> [ACTIVITY]: List every U.S. government health agency that the passage below on Peter Daszak and the WHO-China study names.

> [TEXT BLOCK]:

____________

Peter Daszak, the only American on the WHO-China joint study, leads the EcoHealth Alliance, which steered at least $600,000 in National Institutes of Health funding to the Wuhan lab for bat coronavirus research over the years. Daszak called the lab’s decision to take down a public database containing thousands of viral samples “absolutely reasonable” earlier this month and said it was the fault of “anti-China political rhetoric” in the U.S. that resulted in the Chinese Communist Party blocking an investigation for a year.

He previously criticized the Biden administration for appearing skeptical of the WHO’s preliminary findings in February and defended China to CCP-linked outlets.

“I always found it odd that the only U.S. representative was someone who had been involved in the programs there and might well have the work that they did there, whatever that may have been, called into question as a result of what might be found during the course of the investigation,” Pompeo said. “It’s an odd thing to send someone in to investigate the work that they were previously engaged in — or at least, if not engaged in, connected to.”

Pompeo said that early on in the pandemic, senior officials from the Centers for Disease Control and Prevention, along with the Department of Health and Human Services, “were trying to get original virus samples,” but “it appears that those were destroyed — if that’s true, we will never get them.” The former secretary of state said he was also “confident that there were researchers that were engaged in activity that they knew what they were doing was dangerous and wrong and could answer for us once and for all what really took place” not just in December 2019 and January 2020, but in the years before that, and he hoped that a whistleblower would come forward in the future.

____________

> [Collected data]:

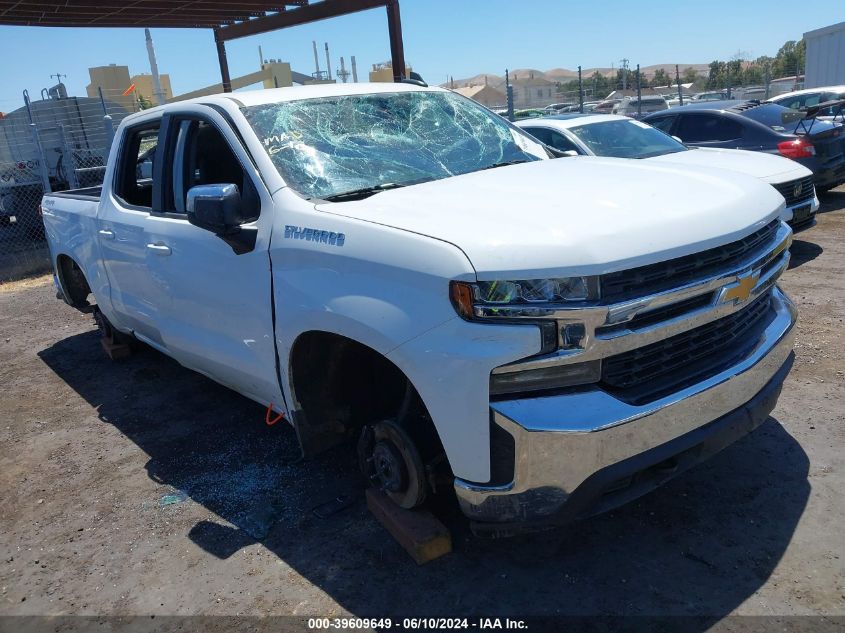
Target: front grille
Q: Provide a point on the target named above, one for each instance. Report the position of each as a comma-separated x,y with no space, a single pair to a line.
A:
636,282
649,372
787,190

____________

> [OUTPUT BELOW]:
National Institutes of Health
Centers for Disease Control and Prevention
Department of Health and Human Services